• [WORK TO DO]
List every line below that contains the word "appear", matching case exactly.

• [INFORMATION SUPPLIED]
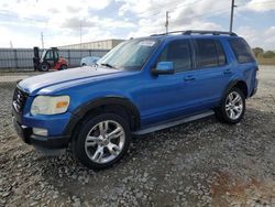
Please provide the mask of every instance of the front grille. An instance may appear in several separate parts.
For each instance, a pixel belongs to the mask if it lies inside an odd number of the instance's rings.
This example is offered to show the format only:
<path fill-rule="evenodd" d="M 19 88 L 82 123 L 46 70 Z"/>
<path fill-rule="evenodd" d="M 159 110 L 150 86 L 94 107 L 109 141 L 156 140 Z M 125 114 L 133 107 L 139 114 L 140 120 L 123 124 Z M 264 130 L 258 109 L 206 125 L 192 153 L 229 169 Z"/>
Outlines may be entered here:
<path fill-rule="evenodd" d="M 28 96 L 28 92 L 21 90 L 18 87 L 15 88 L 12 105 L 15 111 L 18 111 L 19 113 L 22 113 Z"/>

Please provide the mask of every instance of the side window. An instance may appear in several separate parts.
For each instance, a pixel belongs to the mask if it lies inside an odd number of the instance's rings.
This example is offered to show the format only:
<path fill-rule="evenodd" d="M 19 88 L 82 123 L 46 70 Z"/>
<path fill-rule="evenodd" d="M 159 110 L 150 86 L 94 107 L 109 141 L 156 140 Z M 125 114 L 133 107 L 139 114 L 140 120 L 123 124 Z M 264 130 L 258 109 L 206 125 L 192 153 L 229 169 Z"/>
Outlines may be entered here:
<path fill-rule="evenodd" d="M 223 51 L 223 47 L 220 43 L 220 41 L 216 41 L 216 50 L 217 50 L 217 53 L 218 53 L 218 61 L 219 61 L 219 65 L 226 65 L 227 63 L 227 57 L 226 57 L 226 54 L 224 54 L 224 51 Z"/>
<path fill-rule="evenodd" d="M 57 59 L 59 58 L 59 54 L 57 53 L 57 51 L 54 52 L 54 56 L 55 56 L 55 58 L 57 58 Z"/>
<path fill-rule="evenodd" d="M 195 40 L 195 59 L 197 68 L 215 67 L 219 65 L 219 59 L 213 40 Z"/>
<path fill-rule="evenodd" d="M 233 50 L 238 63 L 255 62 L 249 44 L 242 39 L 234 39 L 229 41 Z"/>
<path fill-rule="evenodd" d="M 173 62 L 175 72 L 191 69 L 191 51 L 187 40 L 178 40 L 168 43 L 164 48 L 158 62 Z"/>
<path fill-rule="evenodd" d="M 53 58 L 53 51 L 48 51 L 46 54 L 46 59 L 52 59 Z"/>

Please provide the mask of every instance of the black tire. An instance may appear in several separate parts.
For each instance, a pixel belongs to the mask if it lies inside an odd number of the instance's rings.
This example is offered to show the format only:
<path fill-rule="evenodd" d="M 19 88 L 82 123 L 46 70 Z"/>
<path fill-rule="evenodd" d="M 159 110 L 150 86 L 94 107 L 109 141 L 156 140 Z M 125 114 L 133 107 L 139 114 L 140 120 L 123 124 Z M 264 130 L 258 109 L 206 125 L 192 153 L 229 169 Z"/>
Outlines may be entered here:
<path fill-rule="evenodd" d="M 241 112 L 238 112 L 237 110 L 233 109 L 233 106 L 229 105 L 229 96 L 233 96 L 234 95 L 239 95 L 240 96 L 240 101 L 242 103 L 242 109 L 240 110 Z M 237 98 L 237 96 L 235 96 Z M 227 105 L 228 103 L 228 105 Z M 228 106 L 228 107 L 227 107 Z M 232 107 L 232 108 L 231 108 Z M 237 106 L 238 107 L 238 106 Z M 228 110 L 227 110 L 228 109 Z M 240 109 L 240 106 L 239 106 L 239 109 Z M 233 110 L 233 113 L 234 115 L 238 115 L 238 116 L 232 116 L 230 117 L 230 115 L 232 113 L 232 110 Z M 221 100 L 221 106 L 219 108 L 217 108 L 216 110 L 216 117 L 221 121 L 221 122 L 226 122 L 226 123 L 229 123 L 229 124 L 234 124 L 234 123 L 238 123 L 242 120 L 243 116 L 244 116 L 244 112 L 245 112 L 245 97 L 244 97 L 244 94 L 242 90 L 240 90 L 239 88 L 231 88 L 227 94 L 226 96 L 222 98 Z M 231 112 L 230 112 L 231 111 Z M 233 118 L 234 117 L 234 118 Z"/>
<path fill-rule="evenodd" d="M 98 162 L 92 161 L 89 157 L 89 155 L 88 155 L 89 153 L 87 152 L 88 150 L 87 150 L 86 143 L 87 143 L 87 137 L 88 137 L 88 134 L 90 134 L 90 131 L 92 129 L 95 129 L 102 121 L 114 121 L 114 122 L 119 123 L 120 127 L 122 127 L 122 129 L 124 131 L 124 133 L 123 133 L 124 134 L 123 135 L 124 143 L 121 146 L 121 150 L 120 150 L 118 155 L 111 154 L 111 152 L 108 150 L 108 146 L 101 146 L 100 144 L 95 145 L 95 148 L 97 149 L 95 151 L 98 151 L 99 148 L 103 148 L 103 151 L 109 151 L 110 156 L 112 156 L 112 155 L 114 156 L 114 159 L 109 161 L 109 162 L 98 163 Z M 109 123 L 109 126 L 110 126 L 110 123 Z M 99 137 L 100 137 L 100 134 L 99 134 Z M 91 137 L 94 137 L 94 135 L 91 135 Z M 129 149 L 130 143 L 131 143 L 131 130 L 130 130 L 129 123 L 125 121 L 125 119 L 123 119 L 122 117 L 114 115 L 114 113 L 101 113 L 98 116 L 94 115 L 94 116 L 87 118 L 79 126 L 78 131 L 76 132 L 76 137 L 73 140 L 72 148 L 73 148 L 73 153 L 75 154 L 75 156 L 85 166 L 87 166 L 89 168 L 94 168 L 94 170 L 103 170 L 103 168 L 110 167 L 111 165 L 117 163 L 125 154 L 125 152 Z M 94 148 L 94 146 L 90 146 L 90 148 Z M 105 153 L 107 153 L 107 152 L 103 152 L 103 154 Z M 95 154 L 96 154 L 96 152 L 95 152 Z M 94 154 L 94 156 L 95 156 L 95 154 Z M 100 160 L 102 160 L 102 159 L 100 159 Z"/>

• [IN RESPONSE]
Please provide the mask of every instance of the front grille. An instance may appear in several separate parts.
Please provide the mask of every instance of the side window. An instance may appear in several separate parts.
Please provide the mask of every instance of the black tire. An instance may appear in several separate parts.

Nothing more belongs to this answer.